-- Extracted records start --

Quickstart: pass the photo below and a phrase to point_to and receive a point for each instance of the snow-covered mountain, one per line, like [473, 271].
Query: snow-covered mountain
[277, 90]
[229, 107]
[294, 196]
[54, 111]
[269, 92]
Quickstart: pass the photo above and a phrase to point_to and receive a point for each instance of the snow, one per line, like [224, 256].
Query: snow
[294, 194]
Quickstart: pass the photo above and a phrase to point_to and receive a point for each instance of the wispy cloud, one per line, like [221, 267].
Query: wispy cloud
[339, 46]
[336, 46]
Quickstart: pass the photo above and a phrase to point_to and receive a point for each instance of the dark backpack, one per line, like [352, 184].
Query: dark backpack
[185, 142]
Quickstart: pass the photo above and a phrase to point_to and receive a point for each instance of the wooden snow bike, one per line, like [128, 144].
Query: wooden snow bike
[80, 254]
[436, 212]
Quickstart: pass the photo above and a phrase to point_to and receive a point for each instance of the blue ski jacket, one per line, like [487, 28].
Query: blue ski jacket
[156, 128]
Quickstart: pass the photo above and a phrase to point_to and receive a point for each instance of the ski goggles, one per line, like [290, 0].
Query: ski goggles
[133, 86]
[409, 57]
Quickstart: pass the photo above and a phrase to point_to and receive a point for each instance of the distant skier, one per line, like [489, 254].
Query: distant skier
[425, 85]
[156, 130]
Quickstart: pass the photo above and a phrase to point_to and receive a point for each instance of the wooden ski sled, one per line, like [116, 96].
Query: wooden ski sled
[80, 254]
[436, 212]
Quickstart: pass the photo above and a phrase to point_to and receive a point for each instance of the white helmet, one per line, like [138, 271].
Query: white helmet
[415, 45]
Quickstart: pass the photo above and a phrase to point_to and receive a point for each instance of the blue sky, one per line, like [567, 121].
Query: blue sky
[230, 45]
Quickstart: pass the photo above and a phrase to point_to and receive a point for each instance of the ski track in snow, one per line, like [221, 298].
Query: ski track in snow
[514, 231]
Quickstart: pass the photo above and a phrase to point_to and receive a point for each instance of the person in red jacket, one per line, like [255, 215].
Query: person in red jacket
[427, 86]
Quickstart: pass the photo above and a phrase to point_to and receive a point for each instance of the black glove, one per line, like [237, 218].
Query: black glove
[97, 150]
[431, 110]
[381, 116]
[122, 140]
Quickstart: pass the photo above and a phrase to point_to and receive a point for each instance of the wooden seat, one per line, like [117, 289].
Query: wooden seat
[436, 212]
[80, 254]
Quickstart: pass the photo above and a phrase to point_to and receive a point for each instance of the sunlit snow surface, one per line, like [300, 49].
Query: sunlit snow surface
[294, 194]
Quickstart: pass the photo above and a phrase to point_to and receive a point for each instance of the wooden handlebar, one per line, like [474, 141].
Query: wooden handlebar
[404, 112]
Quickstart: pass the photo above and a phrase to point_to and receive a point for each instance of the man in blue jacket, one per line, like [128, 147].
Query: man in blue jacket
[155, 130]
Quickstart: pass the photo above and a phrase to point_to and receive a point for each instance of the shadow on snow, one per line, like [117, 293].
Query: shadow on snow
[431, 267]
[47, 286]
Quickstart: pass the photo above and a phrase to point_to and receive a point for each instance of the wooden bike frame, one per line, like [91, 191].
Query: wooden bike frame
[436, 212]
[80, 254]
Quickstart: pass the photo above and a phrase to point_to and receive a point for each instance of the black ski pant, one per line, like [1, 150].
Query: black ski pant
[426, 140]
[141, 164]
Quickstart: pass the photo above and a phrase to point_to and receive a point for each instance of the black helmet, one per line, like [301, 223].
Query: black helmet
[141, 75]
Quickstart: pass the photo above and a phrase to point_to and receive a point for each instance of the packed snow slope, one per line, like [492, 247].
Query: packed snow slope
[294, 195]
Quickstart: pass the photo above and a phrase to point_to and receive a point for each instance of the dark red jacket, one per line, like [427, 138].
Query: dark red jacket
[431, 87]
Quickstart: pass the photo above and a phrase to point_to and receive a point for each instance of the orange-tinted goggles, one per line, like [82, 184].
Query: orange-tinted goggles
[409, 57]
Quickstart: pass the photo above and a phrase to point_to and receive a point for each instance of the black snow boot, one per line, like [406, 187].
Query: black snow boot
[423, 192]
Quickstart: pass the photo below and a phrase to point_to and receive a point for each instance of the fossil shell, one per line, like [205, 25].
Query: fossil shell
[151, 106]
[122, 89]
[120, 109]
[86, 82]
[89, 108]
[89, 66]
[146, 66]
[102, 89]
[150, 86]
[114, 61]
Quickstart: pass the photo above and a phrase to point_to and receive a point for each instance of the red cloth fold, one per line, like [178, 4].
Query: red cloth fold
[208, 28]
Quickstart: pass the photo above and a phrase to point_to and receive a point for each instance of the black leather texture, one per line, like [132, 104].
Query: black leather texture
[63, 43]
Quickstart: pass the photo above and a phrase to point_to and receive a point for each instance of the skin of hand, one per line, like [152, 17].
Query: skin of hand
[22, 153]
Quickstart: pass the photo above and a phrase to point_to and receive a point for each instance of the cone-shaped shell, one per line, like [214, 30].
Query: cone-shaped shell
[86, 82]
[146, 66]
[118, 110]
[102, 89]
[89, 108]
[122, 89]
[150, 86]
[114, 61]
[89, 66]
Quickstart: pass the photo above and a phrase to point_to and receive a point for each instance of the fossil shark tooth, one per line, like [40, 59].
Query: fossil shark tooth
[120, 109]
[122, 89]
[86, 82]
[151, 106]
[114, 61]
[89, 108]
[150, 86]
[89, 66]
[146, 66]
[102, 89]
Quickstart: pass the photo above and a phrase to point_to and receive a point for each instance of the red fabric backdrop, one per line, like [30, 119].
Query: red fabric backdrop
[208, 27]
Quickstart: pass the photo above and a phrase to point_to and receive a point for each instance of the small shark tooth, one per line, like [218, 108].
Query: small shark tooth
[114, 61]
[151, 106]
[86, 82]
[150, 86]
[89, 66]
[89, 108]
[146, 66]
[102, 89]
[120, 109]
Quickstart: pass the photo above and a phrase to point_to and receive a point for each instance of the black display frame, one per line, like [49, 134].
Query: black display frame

-- Extracted records end --

# What you will do
Copy out the material above in its entirety. Every detail must match.

# Correct result
Quickstart: pass the photo below and a phrase to point_to and receive a point for each instance of the snow-covered mountain, one per line, like [473, 271].
Query: snow-covered mountain
[277, 90]
[229, 107]
[294, 196]
[54, 111]
[269, 92]
Quickstart: pass the photo above and a phrase to point_to and receive a point for each instance of the snow, one per line, like [224, 256].
Query: snow
[294, 194]
Quickstart: pass the photo above and a phrase to point_to and receive a point for each instance of the wispy cloud, one per line, like [221, 267].
Query: wispy cloud
[339, 46]
[336, 46]
Quickstart: pass the photo above and a phrase to point_to and receive a point for each instance of the dark backpack, one per line, like [352, 184].
Query: dark backpack
[185, 142]
Quickstart: pass the photo above and a phrase to point_to and receive a point for each instance of the wooden snow bike, one per line, like [128, 144].
Query: wooden snow bike
[80, 254]
[436, 212]
Quickstart: pass the photo above and a phrase to point_to and receive a point for each instance of the blue ski jacket, one per line, like [487, 28].
Query: blue ski jacket
[156, 128]
Quickstart: pass the photo above and a phrase to point_to and receive a point for each instance of the ski goggles, one per line, like [290, 0].
Query: ski goggles
[133, 86]
[409, 57]
Quickstart: pass the photo above and a phrase to point_to and receive a point for each instance of the distant skier, one per line, like [489, 254].
Query: distant skier
[425, 85]
[156, 130]
Quickstart: pass the photo above and a phrase to point_to and receive a point for each instance of the wooden ski sled, one per line, like [116, 96].
Query: wooden ski sled
[80, 254]
[436, 212]
Quickstart: pass the photo above and a phrase to point_to and receive a point for each instance of the white helmet, one per line, like [138, 271].
Query: white helmet
[415, 45]
Quickstart: pass the photo above and a phrase to point_to and receive a point for each instance of the blue sky, one per line, like [567, 121].
Query: blue sky
[230, 45]
Quickstart: pass the photo above and a phrase to point_to and receive a point for each instance of the ski track in snow, one per line, like [221, 298].
Query: ski track in snow
[514, 231]
Quickstart: pass the photo above and a phrase to point_to and receive a point for each instance of the person in red jacket, one per line, like [255, 215].
Query: person in red jacket
[427, 86]
Quickstart: pass the photo above and a phrase to point_to and receive a point for each instance of the black glove, one per line, like [237, 218].
Query: black glove
[97, 150]
[431, 110]
[381, 116]
[122, 140]
Quickstart: pass the photo above and a phrase to point_to and receive a point for each instance of the wooden seat, one per line, like [117, 289].
Query: wooden seat
[436, 212]
[80, 254]
Quickstart: pass the photo above and a phrase to point_to and receive a point for each instance of the sunlit snow surface, one per line, like [300, 49].
Query: sunlit snow surface
[294, 194]
Quickstart: pass the photo above and a phrase to point_to and receive a point for each instance of the wooden handlebar, one per line, like [474, 141].
Query: wooden handlebar
[404, 112]
Quickstart: pass the photo above and a phrase to point_to and receive a point for each instance of the man in blue jacket, one per line, like [128, 147].
Query: man in blue jacket
[155, 130]
Quickstart: pass the photo above and a phrase to point_to and receive a point for each instance of the shadow on snow, one per line, like [117, 293].
Query: shadow on snow
[431, 267]
[47, 286]
Quickstart: pass the photo above and a phrase to point_to and receive a point for each instance of the wooden bike frame, one per line, like [91, 191].
Query: wooden bike frame
[436, 212]
[80, 254]
Quickstart: pass the photo above and a phrase to point_to and receive a point for each instance of the black ski pant, one per line, like [1, 150].
Query: black ski pant
[426, 140]
[141, 164]
Quickstart: pass the photo above and a phrase to point_to and receive a point for each instance of the black helmet, one per line, like [301, 223].
Query: black helmet
[141, 75]
Quickstart: pass the photo above and a phrase to point_to and receive a point for each instance of the packed snow slope, one per line, like [492, 247].
Query: packed snow slope
[294, 195]
Quickstart: pass the photo above and a phrase to point_to and receive a point for each instance of the dark red jacket, one per line, like [427, 138].
Query: dark red jacket
[431, 87]
Quickstart: pass the photo above and a phrase to point_to and receive a point for each instance of the orange-tinted goggles, one per line, like [82, 184].
Query: orange-tinted goggles
[409, 57]
Quickstart: pass the photo above and a phrase to point_to and receive a point for each instance of the black snow boot, one per line, like [406, 187].
Query: black snow boot
[423, 192]
Quickstart: pass the photo below and a phrase to point_to and receive a point for each instance of the fossil shell, one per line, like [205, 25].
Query: fossil shell
[151, 106]
[122, 89]
[120, 109]
[86, 82]
[89, 108]
[89, 66]
[146, 66]
[102, 89]
[150, 86]
[114, 61]
Quickstart: pass the photo above and a phrase to point_to and receive a point for each instance of the red cloth fold, one per line, like [178, 4].
Query: red cloth fold
[208, 28]
Quickstart: pass the photo above and a phrase to point_to and receive a point for each instance of the black leather texture, one per line, like [132, 104].
Query: black leather texture
[63, 43]
Quickstart: pass the photo above and a phrase to point_to and receive a point for each instance of the skin of hand, one per line, like [152, 17].
Query: skin of hand
[22, 153]
Quickstart: pass the photo above and a phrase to point_to and receive a point for each instance of the cone-shaped shell, one per line, like [214, 30].
Query: cone-shaped shell
[86, 82]
[146, 66]
[118, 110]
[102, 89]
[89, 108]
[122, 89]
[150, 86]
[114, 61]
[89, 66]
Quickstart: pass the photo above and a phrase to point_to and receive a point for each instance of the fossil shark tooth, one per line, like [40, 59].
Query: fossil shark tooth
[120, 109]
[122, 89]
[86, 82]
[151, 106]
[114, 61]
[89, 108]
[150, 86]
[89, 66]
[146, 66]
[102, 89]
Quickstart: pass the photo above and a phrase to point_to and receive a point for each instance of the red fabric backdrop, one per line, like [30, 119].
Query: red fabric backdrop
[208, 27]
Quickstart: pass the photo above and a phrase to point_to and receive a point for each instance of the small shark tooth, one per line, like [218, 108].
Query: small shark tooth
[114, 61]
[151, 106]
[86, 82]
[150, 86]
[89, 66]
[89, 108]
[146, 66]
[102, 89]
[120, 109]
Quickstart: pass the photo above and a phrase to point_to and receive a point for each instance of the black display frame, one per line, like [49, 134].
Query: black display frame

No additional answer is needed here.